Stated exercise -
Repeat the full listing, word for word.

Materials provided -
= = = =
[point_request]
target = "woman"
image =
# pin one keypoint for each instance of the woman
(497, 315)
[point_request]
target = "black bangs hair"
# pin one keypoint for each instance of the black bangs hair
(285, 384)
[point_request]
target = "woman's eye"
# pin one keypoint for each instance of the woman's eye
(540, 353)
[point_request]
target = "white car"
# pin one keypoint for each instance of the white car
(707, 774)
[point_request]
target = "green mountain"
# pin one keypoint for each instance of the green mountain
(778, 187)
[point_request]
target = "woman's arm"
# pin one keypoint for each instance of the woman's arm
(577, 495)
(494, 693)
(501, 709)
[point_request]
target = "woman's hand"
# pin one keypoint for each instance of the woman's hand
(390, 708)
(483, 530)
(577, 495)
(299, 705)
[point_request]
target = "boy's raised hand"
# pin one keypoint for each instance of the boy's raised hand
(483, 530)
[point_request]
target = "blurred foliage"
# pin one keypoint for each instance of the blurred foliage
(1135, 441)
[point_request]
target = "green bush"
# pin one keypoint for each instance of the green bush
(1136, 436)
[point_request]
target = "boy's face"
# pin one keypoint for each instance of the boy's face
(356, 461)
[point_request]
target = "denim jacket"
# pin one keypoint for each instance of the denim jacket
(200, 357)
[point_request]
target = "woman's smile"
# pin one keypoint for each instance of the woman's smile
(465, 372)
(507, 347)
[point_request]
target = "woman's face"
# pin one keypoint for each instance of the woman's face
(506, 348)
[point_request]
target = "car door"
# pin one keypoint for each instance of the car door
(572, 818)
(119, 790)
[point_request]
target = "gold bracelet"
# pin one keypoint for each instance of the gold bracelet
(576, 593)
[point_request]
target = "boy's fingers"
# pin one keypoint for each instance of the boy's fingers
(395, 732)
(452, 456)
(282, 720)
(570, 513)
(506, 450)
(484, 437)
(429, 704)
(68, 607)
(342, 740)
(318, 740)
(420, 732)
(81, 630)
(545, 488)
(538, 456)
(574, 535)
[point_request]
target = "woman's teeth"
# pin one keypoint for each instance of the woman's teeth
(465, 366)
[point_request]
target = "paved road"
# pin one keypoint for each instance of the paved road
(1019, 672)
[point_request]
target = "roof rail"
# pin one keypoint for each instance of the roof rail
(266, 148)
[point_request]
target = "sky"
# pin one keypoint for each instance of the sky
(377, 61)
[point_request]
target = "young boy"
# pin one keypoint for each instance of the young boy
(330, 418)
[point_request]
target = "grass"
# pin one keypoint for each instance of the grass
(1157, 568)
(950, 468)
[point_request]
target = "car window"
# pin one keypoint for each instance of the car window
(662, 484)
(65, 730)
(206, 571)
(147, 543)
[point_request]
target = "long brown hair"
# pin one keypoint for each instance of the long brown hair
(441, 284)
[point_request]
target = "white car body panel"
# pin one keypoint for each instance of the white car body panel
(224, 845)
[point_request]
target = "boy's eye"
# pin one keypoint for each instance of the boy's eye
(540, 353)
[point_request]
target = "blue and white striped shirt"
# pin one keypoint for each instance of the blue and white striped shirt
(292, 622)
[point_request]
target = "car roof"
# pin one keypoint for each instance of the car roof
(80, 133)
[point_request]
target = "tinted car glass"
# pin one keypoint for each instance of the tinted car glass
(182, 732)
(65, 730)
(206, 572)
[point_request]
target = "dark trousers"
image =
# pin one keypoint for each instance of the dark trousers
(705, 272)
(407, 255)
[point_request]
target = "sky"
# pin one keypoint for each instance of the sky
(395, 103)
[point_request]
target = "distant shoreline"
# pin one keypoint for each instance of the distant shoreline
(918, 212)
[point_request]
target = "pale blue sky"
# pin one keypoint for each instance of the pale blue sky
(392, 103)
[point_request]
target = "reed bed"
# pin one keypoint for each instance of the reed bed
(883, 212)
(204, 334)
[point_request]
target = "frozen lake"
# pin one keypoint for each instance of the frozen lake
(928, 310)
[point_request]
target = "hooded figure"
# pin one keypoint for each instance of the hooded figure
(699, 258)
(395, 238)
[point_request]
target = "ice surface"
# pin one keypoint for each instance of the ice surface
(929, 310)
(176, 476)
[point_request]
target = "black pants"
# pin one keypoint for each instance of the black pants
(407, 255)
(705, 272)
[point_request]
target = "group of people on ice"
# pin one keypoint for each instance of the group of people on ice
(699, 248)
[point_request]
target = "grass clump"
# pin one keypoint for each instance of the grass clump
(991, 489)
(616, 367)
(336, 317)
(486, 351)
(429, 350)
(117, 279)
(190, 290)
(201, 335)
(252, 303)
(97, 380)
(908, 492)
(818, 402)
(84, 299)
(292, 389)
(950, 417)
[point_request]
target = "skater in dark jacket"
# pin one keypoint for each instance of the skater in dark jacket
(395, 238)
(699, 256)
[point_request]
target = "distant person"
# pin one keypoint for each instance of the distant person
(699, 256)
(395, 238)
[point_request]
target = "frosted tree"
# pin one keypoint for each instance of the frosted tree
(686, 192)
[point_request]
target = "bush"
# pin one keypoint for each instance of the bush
= = = =
Response to this task -
[point_request]
target = "woman"
image =
# pin one keypoint for each instance of the woman
(497, 315)
[point_request]
target = "black bangs hair"
# pin one keypoint for each instance of the black bangs hair
(285, 384)
[point_request]
target = "woman's eye"
# pin one keypoint for each instance of the woman's eye
(540, 353)
[point_request]
target = "white car"
# pin one keypoint for each instance of the white car
(707, 774)
[point_request]
target = "green mountain"
# pin one keypoint for each instance of the green mountain
(778, 187)
[point_request]
target = "woman's arm"
# pin one keypoint for each instance of the woman's arm
(577, 495)
(494, 693)
(501, 709)
[point_request]
target = "woman's hand"
# pin one keypoint for each instance of the woman's hand
(390, 708)
(483, 530)
(577, 495)
(299, 705)
[point_request]
target = "boy's raised hand"
# pin one keypoint for each instance of the boy's raised hand
(483, 530)
[point_request]
target = "blurred foliage"
# pin one keypoint for each instance of the blurred foliage
(1135, 441)
[point_request]
target = "green bush"
# pin one keypoint for each instance of the green bush
(1136, 436)
[point_request]
target = "boy's face"
# pin one keypoint for each instance of the boy's face
(356, 461)
[point_request]
target = "denim jacket"
# pin one keypoint for each instance of the denim jacket
(200, 357)
[point_request]
target = "woman's smile"
# pin one keypoint for each instance of the woman's smile
(465, 372)
(507, 347)
[point_request]
target = "woman's face"
# pin one keypoint for each instance of the woman's face
(506, 348)
[point_request]
target = "car door"
# pin one keypoint for each instance of the car door
(572, 818)
(119, 790)
[point_request]
target = "gold bracelet"
# pin one keypoint for each instance of the gold bracelet
(576, 593)
[point_request]
target = "boy's fingers"
# pin one keypoint for each instance of the boy's fingers
(395, 732)
(452, 456)
(282, 720)
(570, 513)
(506, 450)
(484, 437)
(429, 704)
(68, 607)
(342, 740)
(318, 740)
(420, 732)
(81, 630)
(545, 488)
(538, 456)
(574, 535)
[point_request]
target = "woman's teeth"
# pin one keypoint for each instance of the woman's teeth
(465, 366)
[point_request]
target = "paved road"
# pin one keypoint for each instance of the paved road
(1019, 672)
[point_request]
target = "roof rail"
# pin one keypoint for each instance of the roof rail
(266, 148)
[point_request]
target = "sky"
# pin one keypoint for each instance of the sky
(377, 61)
[point_request]
target = "young boy"
# pin one keypoint for each instance of the young boy
(330, 418)
[point_request]
target = "grass"
# pin one keypoint for each instance of the grass
(1157, 568)
(950, 468)
[point_request]
target = "car window"
# pin one keypoint for each instance of the car window
(662, 484)
(65, 730)
(206, 571)
(147, 543)
[point_request]
target = "long brown hair"
# pin one keypoint for each instance of the long brown hair
(441, 284)
[point_request]
target = "white car body panel"
# pin one keypoint for each instance of the white car body panel
(224, 845)
[point_request]
target = "boy's eye"
# pin one keypoint for each instance of the boy's eye
(540, 353)
[point_request]
target = "blue and white striped shirt"
# pin one keypoint for each instance of the blue and white striped shirt
(292, 622)
[point_request]
target = "car roof"
# pin one keypoint for each instance of the car roof
(80, 133)
[point_request]
target = "tinted car glass"
# pin one keypoint for each instance of the tinted car glass
(182, 732)
(65, 730)
(206, 572)
[point_request]
target = "dark trousers"
image =
# pin one keypoint for each instance of the dark trousers
(705, 272)
(407, 255)
[point_request]
target = "sky"
# pin one keypoint for each instance of the sky
(395, 103)
[point_request]
target = "distant shoreline"
# pin one keypoint for each instance of the distant shoreline
(918, 212)
[point_request]
target = "pale blue sky"
# pin one keypoint for each instance of the pale blue sky
(392, 103)
[point_request]
target = "reed bed"
# pin one keypoint for each instance of the reed bed
(883, 212)
(204, 334)
[point_request]
target = "frozen lake"
# pin one keypoint for each instance of the frozen lake
(928, 310)
[point_request]
target = "hooded figure"
# pin one keypoint for each instance of the hooded figure
(699, 258)
(395, 238)
[point_request]
target = "ice surface"
# pin one keypoint for each instance of the ice surface
(929, 310)
(176, 476)
[point_request]
target = "black pants"
# pin one keypoint for each instance of the black pants
(407, 255)
(705, 272)
[point_request]
target = "group of people on ice"
# pin one keypoint for each instance of the group of people on ice
(699, 248)
[point_request]
target = "grass clump"
# pin one keypoint for each instance of the grass clump
(991, 489)
(616, 367)
(336, 317)
(486, 351)
(429, 350)
(117, 279)
(190, 290)
(201, 335)
(252, 303)
(97, 380)
(908, 492)
(818, 402)
(84, 299)
(292, 389)
(950, 417)
[point_request]
target = "skater in dark jacket"
# pin one keypoint for each instance of the skater in dark jacket
(395, 238)
(699, 256)
[point_request]
target = "distant person"
# pin one keypoint for each instance of the distant person
(699, 256)
(395, 238)
[point_request]
target = "frosted tree"
# pin one keypoint for each instance of the frosted tree
(686, 192)
[point_request]
target = "bush"
# pin one keypoint for each instance of the bush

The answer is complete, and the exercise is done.